> [ACTION ITEM]
Lines with the word "dirt" are the answer; copy each of them from the data below.

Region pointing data
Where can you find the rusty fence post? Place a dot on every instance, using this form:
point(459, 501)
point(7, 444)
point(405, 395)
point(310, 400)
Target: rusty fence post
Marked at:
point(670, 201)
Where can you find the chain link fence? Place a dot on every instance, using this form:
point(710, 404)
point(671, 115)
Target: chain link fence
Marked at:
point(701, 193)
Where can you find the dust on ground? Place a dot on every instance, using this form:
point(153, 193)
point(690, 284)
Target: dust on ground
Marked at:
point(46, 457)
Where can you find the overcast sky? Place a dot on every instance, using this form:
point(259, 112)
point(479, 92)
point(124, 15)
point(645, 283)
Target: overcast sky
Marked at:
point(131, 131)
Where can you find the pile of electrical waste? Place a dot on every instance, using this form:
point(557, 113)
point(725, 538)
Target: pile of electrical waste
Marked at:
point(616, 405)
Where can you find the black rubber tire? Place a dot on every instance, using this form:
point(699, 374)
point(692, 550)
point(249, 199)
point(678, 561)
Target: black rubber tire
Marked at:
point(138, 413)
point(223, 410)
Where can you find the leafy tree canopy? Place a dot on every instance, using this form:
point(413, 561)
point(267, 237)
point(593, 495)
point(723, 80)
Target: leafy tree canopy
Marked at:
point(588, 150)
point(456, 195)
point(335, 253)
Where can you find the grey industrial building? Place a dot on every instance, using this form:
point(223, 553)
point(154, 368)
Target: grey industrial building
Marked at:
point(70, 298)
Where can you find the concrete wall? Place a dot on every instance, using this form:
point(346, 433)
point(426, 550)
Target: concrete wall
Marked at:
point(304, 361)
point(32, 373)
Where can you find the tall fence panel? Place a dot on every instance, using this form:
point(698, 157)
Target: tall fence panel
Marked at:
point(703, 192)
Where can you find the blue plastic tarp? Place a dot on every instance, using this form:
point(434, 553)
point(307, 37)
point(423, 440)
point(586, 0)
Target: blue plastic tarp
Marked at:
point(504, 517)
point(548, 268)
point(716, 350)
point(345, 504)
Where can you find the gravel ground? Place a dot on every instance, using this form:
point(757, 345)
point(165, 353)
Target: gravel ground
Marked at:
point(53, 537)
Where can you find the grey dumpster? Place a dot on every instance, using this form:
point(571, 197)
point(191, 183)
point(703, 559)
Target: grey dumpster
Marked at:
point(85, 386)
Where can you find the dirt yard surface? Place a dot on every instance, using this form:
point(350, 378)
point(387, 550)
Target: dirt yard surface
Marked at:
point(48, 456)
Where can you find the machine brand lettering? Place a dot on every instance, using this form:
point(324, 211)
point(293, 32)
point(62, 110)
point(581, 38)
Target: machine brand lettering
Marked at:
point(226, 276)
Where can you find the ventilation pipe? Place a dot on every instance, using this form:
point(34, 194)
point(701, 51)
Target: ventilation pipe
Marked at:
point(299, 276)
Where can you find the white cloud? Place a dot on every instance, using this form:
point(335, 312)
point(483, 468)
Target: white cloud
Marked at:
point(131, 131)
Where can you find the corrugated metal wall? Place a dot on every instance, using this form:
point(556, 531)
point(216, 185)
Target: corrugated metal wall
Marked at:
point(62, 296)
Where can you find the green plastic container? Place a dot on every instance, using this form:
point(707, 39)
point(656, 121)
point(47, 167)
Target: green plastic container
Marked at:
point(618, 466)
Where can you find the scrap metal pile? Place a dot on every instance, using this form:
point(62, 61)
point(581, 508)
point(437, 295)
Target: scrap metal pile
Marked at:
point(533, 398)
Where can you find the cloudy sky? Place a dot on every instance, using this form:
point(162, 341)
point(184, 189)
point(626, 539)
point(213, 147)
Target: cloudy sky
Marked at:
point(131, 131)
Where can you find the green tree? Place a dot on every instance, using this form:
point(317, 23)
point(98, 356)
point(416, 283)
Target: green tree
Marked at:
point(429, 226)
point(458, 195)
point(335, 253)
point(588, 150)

> [SOLUTION TO THIS TASK]
Where can you find the dirt yard surface? Place a dot on every instance, using this form:
Target: dirt yard surface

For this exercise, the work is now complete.